Return all the entries exactly, keeping pictures out.
Top of DATA SHOWN
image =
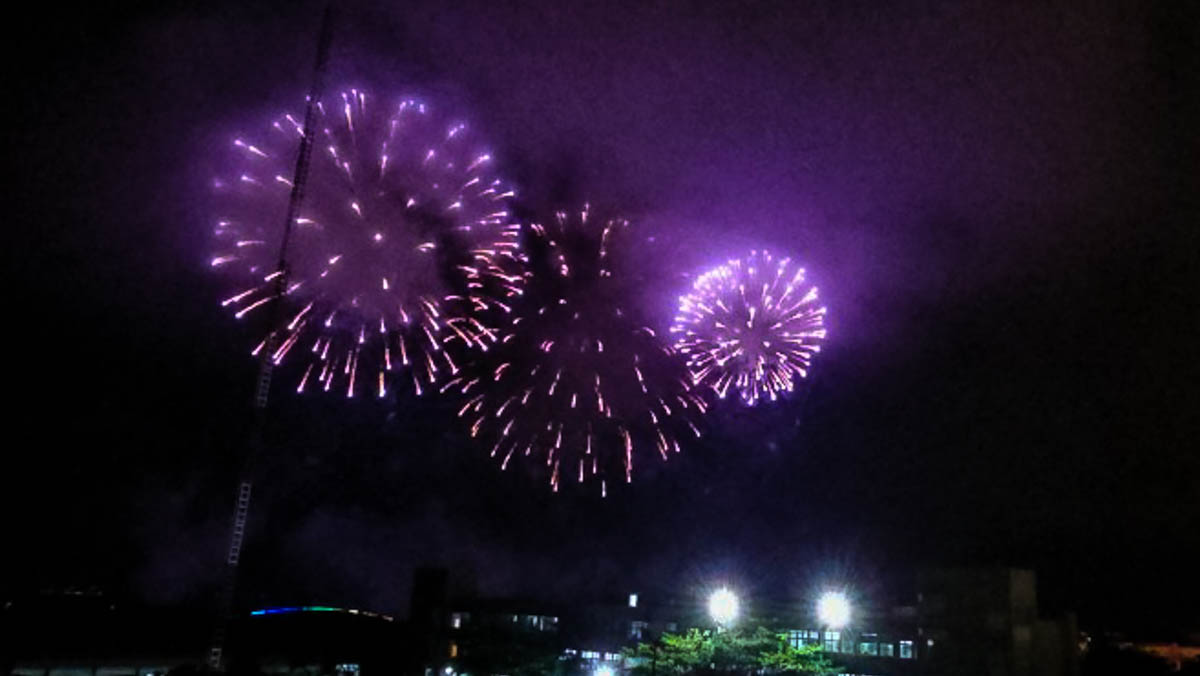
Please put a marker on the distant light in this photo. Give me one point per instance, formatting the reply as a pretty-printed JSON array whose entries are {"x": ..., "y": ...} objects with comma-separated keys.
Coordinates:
[
  {"x": 723, "y": 606},
  {"x": 833, "y": 609}
]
Bottom of DATA SHOWN
EXERCISE OUTPUT:
image =
Please put a marker on the distant light in this photo. Give me one point per instance, formatting the reply as a pretty-printed JSON array whose entries are {"x": ..., "y": ...} objects with comma-separated keys.
Coordinates:
[
  {"x": 723, "y": 606},
  {"x": 833, "y": 609}
]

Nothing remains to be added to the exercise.